------ AUSGEWÄHLTER AUSZUG
Nestlégate: Spionin zum Dritten

Nr. 49 –

Hat Securitas die Spitzeltätigkeit im Auftrag von Nestlé wirklich eingestellt? Der Fall einer weiteren, vor kurzem enttarnten Spionin lässt daran zweifeln.


In der Affäre um die Infiltrierung von Securitas-Agentinnen in linke Gruppierungen komme es «voraussichtlich noch vor Weihnachten» zu einem ersten strafrechtlichen Entscheid, sagt der Waadtländer Untersuchungsrichter Jacques Antenen. Entschieden wird darüber, ob es zu einer formellen Anklageerhebung gegen die Beteiligten, darunter die Auftraggeberin Nestlé, kommen wird.
------------
------ BEREITGESTELLTES MATERIAL
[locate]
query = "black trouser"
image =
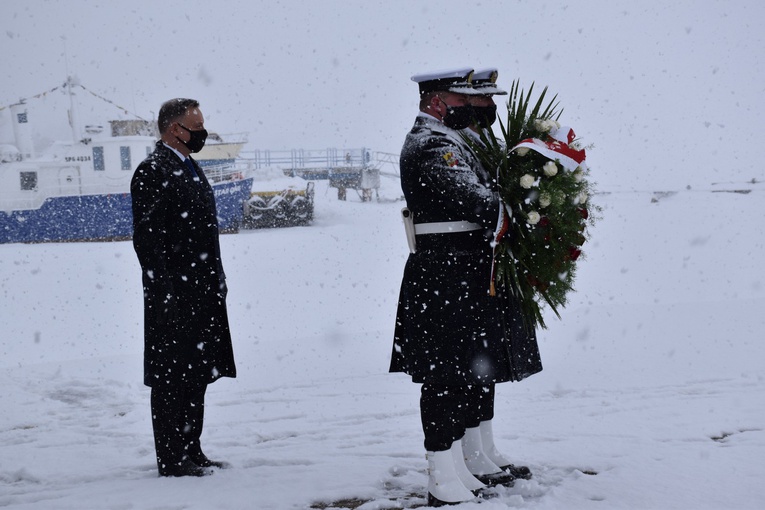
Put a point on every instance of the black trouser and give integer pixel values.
(447, 410)
(177, 412)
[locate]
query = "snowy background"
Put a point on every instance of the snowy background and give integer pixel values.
(654, 379)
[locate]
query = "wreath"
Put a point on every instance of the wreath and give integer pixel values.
(544, 189)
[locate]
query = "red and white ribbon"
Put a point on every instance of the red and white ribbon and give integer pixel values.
(557, 148)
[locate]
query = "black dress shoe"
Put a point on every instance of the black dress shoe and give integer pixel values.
(203, 461)
(518, 471)
(184, 468)
(502, 478)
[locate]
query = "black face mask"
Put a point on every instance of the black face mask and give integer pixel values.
(197, 140)
(458, 117)
(485, 116)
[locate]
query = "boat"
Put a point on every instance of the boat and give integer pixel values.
(79, 190)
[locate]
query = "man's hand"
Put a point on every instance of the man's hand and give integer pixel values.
(166, 307)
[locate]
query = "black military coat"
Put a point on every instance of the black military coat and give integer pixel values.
(449, 330)
(175, 235)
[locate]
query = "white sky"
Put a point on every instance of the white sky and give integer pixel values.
(670, 94)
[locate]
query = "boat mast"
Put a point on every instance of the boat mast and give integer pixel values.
(73, 117)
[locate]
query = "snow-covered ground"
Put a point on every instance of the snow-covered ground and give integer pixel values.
(654, 378)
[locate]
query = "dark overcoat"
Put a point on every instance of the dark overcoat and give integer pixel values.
(175, 235)
(449, 330)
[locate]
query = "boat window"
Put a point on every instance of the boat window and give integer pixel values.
(98, 159)
(125, 157)
(28, 181)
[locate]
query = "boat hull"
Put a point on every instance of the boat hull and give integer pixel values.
(104, 217)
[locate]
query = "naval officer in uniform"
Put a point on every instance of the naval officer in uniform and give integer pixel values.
(450, 334)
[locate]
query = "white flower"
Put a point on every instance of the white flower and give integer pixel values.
(545, 125)
(550, 169)
(527, 181)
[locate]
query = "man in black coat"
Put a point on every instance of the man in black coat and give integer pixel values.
(187, 343)
(450, 334)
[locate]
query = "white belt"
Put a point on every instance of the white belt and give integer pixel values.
(445, 227)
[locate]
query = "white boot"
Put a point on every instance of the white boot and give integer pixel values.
(476, 460)
(444, 486)
(463, 473)
(487, 439)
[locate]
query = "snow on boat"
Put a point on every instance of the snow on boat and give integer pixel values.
(80, 190)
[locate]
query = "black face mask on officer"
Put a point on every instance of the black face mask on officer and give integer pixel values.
(197, 140)
(485, 116)
(457, 117)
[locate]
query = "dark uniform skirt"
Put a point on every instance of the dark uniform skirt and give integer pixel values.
(449, 330)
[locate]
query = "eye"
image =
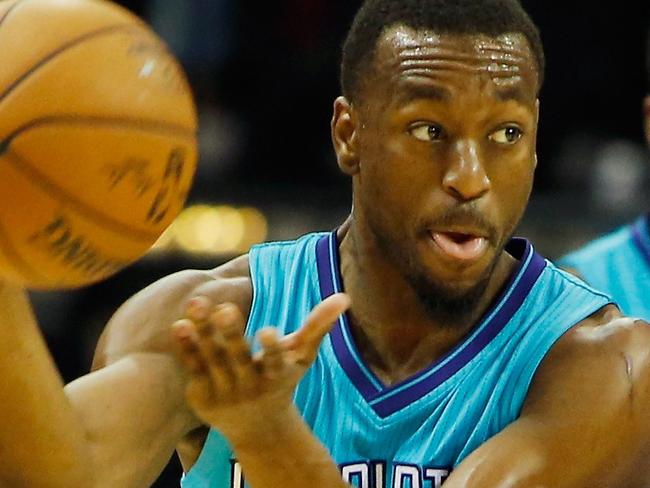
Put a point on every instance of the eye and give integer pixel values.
(427, 132)
(507, 135)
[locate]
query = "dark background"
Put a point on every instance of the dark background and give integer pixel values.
(265, 75)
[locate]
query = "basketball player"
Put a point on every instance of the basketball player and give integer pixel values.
(619, 263)
(465, 357)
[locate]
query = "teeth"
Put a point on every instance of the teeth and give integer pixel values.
(470, 248)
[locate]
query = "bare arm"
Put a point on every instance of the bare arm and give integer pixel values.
(585, 419)
(249, 399)
(116, 426)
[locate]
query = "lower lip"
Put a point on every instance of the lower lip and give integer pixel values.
(469, 250)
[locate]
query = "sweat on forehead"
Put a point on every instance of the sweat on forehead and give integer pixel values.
(491, 18)
(403, 52)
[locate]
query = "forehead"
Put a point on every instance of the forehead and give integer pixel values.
(406, 57)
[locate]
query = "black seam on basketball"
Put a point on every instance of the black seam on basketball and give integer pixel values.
(61, 49)
(9, 10)
(16, 259)
(110, 122)
(63, 196)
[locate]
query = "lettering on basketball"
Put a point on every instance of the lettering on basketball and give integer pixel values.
(372, 474)
(133, 172)
(61, 242)
(170, 191)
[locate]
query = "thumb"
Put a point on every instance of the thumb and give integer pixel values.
(306, 340)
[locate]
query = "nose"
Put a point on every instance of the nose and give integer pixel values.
(465, 178)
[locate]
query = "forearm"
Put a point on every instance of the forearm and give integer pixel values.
(284, 453)
(42, 443)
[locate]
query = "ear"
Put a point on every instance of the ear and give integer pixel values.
(344, 136)
(646, 118)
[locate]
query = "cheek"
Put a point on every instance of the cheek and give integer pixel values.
(395, 176)
(513, 183)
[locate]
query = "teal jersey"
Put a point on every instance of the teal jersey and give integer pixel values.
(619, 264)
(410, 434)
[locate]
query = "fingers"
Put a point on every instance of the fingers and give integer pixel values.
(211, 343)
(319, 322)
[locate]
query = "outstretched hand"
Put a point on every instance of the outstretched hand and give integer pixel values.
(232, 389)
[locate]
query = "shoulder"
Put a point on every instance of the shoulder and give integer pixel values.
(601, 367)
(142, 323)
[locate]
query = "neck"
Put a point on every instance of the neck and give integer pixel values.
(395, 334)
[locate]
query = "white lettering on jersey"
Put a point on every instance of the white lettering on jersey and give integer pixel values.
(358, 471)
(404, 472)
(436, 475)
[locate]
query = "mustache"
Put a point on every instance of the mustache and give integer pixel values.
(465, 217)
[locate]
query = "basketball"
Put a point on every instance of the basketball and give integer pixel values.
(97, 140)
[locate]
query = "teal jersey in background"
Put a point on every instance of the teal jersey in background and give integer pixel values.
(619, 264)
(411, 434)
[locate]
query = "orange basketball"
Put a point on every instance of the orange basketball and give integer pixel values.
(97, 140)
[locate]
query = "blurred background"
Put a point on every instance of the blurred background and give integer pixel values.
(265, 74)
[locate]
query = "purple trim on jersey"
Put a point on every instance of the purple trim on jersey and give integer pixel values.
(641, 236)
(388, 400)
(328, 281)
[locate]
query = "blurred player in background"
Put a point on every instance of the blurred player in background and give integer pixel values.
(619, 263)
(466, 357)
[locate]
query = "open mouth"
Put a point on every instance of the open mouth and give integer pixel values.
(460, 246)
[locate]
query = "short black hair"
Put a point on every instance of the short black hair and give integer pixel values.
(489, 17)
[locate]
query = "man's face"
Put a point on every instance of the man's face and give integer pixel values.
(445, 142)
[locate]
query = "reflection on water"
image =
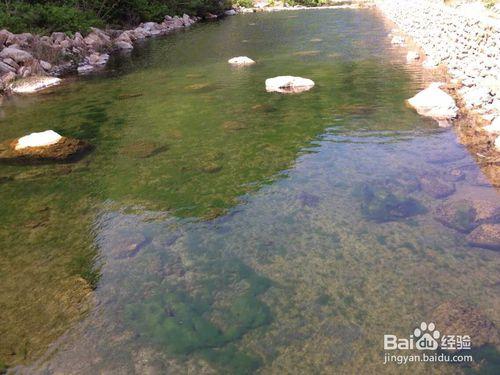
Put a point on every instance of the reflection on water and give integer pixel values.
(224, 229)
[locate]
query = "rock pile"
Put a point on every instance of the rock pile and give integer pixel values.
(42, 147)
(467, 44)
(480, 220)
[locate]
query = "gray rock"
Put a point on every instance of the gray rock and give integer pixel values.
(435, 187)
(16, 54)
(486, 236)
(123, 45)
(5, 68)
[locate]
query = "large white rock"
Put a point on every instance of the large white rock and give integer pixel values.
(434, 102)
(494, 127)
(430, 63)
(241, 60)
(288, 84)
(46, 138)
(33, 84)
(398, 40)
------------
**ZU ERLEDIGENDE AUFGABEN:**
**a.** Beantworte zum Artikel über Nestlégate die folgenden Fragen:
(i) In wessen Auftrag soll die Spitzeltätigkeit von Securitas erfolgt sein?
(ii) Wer rechnet mit einem ersten strafrechtlichen Entscheid „voraussichtlich noch vor Weihnachten“?
(iii) Worüber wird bei diesem Entscheid befunden?
**b.** Schreibe aus dem Artikel über Nestlégate den Abschnitt wortgetreu ab. Er beginnt bei „In der Affäre“ und reicht bis einschließlich „Nestlé, kommen wird.“.
**c.** Greife den Artikel über Nestlégate nach seinem letzten Satz auf und schreibe ihn weiter.

**LÖSUNGEN IM ANSCHLUSS:**
**a.**
(i) Im Auftrag von Nestlé.
(ii) Der Waadtländer Untersuchungsrichter Jacques Antenen.
(iii) Darüber, ob es zu einer formellen Anklageerhebung gegen die Beteiligten kommt, darunter die Auftraggeberin Nestlé.

**b.**
In der Affäre um die Infiltrierung von Securitas-Agentinnen in linke Gruppierungen komme es «voraussichtlich noch vor Weihnachten» zu einem ersten strafrechtlichen Entscheid, sagt der Waadtländer Untersuchungsrichter Jacques Antenen. Entschieden wird darüber, ob es zu einer formellen Anklageerhebung gegen die Beteiligten, darunter die Auftraggeberin Nestlé, kommen wird.

**c.**
Jetzt ist bekannt geworden: Die globalisierungskritische Gruppe Attac-Vaud, deren «Arbeitsgruppe Multis» sich mit den Machenschaften von Nestlé befasst, wurde nicht nur von einer Agentin unterwandert, sondern von mindestens zwei. Die erste mit dem Decknamen Sara Meylan ist im Juni vom Westschweizer Fernsehen enttarnt worden - sie hatte die Gruppe im Sommer 2004 verlassen. Mitte November hat nun eine gewisse Sakura (Name geändert) der Gratiszeitung «Matin Bleu» gestanden, im Jahr 2005 für Securitas «etwa zehn Berichte über Attac-Vaud-Sitzungen» verfasst zu haben. Danach habe sie damit aufgehört, sei aber weiterhin in der Gruppe engagiert gewesen, da sie dort Freunde gewonnen habe.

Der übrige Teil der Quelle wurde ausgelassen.